This patch was applied to netdev/net.git (master)
by Jakub Kicinski <kuba@kernel.org>:

On Wed, 12 Oct 2022 07:50:36 -0700 you wrote:
> Eric Dumazet reported a use-after-free related to the per-netns ehash
> series. [0]
> 
> When we create a TCP socket from userspace, the socket always holds a
> refcnt of the netns.  This guarantees that a reqsk timer is always fired
> before netns dismantle.  Each reqsk has a refcnt of its listener, so the
> listener is not freed before the reqsk, and the net is not freed before
> the listener as well.
> 
> [...]

Here is the summary with links:
  - [v1,net] tcp: Clean up kernel listener's reqsk in inet_twsk_purge()
    https://git.kernel.org/netdev/net/c/740ea3c4a0b2

You are awesome, thank you!
diff mbox series

Patch

diff --git a/net/ipv4/inet_timewait_sock.c b/net/ipv4/inet_timewait_sock.c
index 71d3bb0abf6c..66fc940f9521 100644
--- a/net/ipv4/inet_timewait_sock.c
+++ b/net/ipv4/inet_timewait_sock.c
@@ -268,8 +268,21 @@  void inet_twsk_purge(struct inet_hashinfo *hashinfo, int family)
 		rcu_read_lock();
 restart:
 		sk_nulls_for_each_rcu(sk, node, &head->chain) {
-			if (sk->sk_state != TCP_TIME_WAIT)

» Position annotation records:
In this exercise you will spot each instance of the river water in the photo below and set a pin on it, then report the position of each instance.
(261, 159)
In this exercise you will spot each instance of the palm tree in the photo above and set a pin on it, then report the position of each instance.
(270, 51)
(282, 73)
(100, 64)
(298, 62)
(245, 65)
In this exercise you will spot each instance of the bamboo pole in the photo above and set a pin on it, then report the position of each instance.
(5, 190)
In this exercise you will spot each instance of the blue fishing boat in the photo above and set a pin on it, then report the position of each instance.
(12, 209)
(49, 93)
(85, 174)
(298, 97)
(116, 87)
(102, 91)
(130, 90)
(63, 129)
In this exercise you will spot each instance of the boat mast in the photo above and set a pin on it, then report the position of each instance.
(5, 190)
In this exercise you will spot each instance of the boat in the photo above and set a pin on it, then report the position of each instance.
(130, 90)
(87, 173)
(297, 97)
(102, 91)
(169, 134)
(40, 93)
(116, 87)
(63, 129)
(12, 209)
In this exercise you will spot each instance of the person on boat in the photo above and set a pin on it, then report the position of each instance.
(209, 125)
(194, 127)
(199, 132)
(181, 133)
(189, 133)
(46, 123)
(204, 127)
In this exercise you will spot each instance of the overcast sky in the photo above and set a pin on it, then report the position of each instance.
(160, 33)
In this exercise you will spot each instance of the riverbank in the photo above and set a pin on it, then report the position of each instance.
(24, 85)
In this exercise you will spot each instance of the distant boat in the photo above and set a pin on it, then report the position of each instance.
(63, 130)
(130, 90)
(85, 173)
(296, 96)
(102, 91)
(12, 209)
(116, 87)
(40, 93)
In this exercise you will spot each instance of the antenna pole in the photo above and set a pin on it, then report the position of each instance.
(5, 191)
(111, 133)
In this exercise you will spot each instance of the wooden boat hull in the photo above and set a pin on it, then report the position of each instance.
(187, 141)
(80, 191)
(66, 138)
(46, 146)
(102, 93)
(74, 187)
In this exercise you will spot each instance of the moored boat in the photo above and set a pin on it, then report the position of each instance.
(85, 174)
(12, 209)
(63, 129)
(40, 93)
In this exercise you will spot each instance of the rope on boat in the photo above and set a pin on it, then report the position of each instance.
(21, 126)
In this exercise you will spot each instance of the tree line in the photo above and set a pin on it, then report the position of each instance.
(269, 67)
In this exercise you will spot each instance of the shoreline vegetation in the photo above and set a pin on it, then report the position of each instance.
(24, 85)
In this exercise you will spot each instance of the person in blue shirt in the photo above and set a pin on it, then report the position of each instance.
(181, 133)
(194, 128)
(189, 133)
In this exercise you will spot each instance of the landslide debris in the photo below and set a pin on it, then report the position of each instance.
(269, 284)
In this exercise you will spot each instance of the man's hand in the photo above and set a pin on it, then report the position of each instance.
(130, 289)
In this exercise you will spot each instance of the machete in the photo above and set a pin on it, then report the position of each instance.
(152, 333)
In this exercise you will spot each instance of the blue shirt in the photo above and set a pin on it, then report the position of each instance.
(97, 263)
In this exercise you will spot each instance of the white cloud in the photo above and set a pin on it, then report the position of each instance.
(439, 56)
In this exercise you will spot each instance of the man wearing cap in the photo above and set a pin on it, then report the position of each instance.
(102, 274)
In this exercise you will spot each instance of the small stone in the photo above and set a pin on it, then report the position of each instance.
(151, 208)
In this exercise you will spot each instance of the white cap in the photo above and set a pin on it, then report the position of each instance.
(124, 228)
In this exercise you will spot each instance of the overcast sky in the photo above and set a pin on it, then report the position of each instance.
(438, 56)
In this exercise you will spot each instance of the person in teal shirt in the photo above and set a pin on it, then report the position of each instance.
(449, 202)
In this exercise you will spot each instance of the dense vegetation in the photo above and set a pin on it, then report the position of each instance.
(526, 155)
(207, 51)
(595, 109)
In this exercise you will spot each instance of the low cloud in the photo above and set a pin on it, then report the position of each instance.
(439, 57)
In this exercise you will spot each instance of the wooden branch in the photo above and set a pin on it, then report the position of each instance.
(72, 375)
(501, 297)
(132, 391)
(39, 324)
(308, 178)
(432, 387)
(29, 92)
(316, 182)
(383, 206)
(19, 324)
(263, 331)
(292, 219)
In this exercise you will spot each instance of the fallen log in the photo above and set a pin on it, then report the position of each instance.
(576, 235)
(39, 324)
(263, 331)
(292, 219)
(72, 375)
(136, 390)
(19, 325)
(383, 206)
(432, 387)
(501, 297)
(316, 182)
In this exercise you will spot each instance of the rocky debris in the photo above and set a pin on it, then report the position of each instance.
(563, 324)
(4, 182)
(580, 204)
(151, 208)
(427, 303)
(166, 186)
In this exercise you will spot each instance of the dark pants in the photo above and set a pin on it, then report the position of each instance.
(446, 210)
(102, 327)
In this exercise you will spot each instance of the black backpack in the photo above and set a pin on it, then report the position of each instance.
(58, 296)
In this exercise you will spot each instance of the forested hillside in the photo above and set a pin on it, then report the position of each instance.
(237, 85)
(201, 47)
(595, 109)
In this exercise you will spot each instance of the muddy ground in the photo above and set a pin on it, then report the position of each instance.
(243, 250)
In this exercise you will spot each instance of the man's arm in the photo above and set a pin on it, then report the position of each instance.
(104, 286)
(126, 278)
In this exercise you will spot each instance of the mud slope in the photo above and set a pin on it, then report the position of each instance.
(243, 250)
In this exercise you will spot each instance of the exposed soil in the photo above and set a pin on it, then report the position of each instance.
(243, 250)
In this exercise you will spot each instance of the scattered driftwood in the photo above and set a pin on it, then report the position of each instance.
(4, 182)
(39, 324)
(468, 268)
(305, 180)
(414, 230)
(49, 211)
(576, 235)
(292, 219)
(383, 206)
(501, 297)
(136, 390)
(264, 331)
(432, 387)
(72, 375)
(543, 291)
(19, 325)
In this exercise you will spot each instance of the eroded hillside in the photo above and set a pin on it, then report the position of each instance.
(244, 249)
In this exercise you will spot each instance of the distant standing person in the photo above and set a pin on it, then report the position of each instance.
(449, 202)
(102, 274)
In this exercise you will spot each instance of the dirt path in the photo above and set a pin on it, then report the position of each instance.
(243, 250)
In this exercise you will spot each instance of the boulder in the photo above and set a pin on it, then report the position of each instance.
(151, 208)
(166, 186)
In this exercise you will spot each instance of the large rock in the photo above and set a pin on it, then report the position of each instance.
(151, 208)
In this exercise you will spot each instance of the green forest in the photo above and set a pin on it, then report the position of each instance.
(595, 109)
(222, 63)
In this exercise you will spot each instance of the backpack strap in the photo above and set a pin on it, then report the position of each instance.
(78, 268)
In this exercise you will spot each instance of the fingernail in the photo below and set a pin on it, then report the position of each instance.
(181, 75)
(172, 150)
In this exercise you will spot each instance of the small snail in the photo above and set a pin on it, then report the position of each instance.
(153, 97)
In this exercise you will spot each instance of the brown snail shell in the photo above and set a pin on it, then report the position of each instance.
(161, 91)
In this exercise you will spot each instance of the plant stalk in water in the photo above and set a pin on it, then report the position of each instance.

» Exercise description: According to the patch notice, which repository and branch was the patch applied to? The listing comes from a different source than the patch notice.

» The answer: netdev/net.git (master)